PROBLEM TO SOLVE:
Please rewrite every line of the rows from the one with "Place a point on every instance of the horse's head" through the end of the rows, including both of those rows. Change only the point coordinates: multiply each coordinate by 0.95 and round to a whole number, rounding halves up.

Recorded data
%%
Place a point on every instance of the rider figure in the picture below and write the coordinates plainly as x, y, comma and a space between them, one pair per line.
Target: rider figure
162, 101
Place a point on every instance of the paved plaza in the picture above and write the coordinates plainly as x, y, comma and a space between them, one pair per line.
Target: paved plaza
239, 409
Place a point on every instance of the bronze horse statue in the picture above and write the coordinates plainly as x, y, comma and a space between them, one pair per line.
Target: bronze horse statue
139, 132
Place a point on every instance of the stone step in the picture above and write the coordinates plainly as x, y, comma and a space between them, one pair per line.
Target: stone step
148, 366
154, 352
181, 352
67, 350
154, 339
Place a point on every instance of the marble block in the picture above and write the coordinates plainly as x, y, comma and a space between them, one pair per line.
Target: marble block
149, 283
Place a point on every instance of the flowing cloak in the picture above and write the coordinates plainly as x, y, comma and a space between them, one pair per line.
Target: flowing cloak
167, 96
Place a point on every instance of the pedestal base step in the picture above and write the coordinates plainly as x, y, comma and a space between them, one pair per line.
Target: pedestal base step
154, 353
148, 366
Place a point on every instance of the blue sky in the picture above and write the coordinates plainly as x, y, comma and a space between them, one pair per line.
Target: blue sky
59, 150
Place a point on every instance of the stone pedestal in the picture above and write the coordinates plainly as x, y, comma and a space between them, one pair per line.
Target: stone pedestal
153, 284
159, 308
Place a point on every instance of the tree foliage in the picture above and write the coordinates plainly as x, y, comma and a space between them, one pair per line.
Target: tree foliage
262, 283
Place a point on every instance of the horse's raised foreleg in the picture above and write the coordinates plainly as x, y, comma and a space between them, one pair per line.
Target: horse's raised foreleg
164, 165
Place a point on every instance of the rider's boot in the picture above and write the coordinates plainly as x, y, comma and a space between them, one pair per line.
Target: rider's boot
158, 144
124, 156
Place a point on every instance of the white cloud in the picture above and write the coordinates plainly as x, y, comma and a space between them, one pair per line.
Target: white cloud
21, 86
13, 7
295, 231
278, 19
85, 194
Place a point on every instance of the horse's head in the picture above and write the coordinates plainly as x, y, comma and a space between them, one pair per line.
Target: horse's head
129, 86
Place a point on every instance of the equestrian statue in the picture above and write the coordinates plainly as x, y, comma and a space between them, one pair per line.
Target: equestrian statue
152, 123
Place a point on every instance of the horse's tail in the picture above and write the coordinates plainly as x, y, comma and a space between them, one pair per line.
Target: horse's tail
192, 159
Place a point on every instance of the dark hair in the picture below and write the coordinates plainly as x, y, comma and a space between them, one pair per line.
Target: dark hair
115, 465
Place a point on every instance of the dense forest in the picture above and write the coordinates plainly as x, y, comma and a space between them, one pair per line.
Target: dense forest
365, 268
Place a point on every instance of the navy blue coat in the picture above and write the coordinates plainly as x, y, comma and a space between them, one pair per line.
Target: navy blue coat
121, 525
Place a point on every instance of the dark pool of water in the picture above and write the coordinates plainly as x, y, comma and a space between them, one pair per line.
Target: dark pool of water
%%
RESPONSE TO THE TASK:
Place a point on every instance of the horse's head in the picture above and write the coordinates plainly as x, y, comma and a space between them, one pair per line.
Target: horse's head
123, 82
Place a point on every instance of the equestrian statue in the picture above and write the coordinates plainly as x, y, comma and a space between them, one pair per line.
Target: equestrian statue
144, 117
Place a point on every instance of the horse's tail in the picture above and write the coordinates plainly as x, y, comma and a space between them, one pair per line.
Target: horse's tail
182, 151
Place a point on every instance of the dark hair in the picture below and write the coordinates plainly as x, y, comma and a space between them, one pair per line.
Target: dark hair
109, 442
Place a point on every instance of the dense forest in the picture above and write the coordinates plainly as x, y, comma and a space between them, one pair per line.
Target: dense forest
347, 255
Place a point on every instance of the navy blue coat in the picture above and write the coordinates plainly as x, y, comma and a space between them, one pair per line.
Target: navy blue coat
115, 499
Place a point on every instance of the dark pool of water in the picture above and write the coordinates plainly as x, y, comma and a space between them, one pair per line.
Target: dark pool of water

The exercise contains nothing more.